= Page text =
------------------------------------------------
Skip to main content
This glossary defines the key concepts and terminology used throughout the RisingWave documentation. RisingWave is a PostgreSQL-compatible streaming database — understanding these terms will help you navigate the documentation and use the system effectively.

Avro

Avro is an open-source data serialization system that facilitates data exchange between systems, programming languages, and processing frameworks. Avro has a JSON-like data model, but it can be represented as either JSON or in a compact binary form. RisingWave can decode Avro data. You need to specify the schema by providing a schema registry URL (only for Kafka topics).

Change data capture (CDC)

Change data capture refers to the process of identifying and capturing changes as they are made in a database or source application, then delivering those changes in real time to a downstream process, system, or data lake. RisingWave supports ingesting CDC events in Debezium JSON or Maxwell JSON from Kafka topics. For a deep dive, see What is CDC in RisingWave?.

Clusters

A group of interconnected nodes and services that act as a single system running an instance of RisingWave. A typical cluster includes Serving Nodes (query frontend and batch execution), Streaming Nodes (streaming ingestion and incremental computation), Compactor Nodes (Hummock storage compaction), and one or more Meta Nodes (cluster coordination and metadata management). In distributed deployments, each node type scales independently based on workload characteristics.

Compute Nodes

A Compute Node is the core processing unit of a RisingWave cluster, running as the risingwave compute-node process. It can operate in one of three roles:
  • hybrid (default): handles both streaming ingestion and batch query execution in the same process.
  • streaming: dedicated to stream processing only. A Compute Node in this role is called a Streaming Node.
  • serving: dedicated to batch query execution only. A Compute Node in this role is called a Serving Node.
In small or development deployments a single hybrid Compute Node handles everything. In production you can assign separate Compute Nodes to the streaming and serving roles to prevent stream processing and ad-hoc queries from competing for the same resources. See Dedicated Compute Nodes.
------------------------------------------------
= Requirement =
Please transcribe the part of the RisingWave glossary starting with "Skip to main" and going on through "data capture (CDC)".

Saved entries
------------------------------------------------
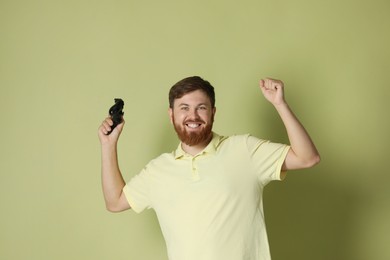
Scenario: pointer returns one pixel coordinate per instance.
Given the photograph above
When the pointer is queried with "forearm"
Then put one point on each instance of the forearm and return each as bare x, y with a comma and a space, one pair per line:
112, 180
303, 150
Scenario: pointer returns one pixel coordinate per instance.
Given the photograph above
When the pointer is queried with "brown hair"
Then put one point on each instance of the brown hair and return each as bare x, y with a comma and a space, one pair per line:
191, 84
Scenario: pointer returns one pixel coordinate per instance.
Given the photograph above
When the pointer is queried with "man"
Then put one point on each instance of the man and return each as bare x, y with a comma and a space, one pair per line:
208, 193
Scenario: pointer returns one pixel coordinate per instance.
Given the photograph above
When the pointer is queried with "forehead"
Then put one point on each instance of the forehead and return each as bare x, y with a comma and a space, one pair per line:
193, 98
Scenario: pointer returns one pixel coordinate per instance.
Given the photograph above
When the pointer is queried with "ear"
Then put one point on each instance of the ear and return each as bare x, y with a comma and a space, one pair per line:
170, 113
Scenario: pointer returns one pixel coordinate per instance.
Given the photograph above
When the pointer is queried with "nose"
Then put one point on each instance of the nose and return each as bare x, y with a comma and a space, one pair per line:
193, 114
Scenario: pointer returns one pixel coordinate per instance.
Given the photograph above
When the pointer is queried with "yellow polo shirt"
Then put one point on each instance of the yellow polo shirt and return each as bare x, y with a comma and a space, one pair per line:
209, 206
------------------------------------------------
= Answer to the problem =
Skip to main content
This glossary defines the key concepts and terminology used throughout the RisingWave documentation. RisingWave is a PostgreSQL-compatible streaming database — understanding these terms will help you navigate the documentation and use the system effectively.

Avro

Avro is an open-source data serialization system that facilitates data exchange between systems, programming languages, and processing frameworks. Avro has a JSON-like data model, but it can be represented as either JSON or in a compact binary form. RisingWave can decode Avro data. You need to specify the schema by providing a schema registry URL (only for Kafka topics).

Change data capture (CDC)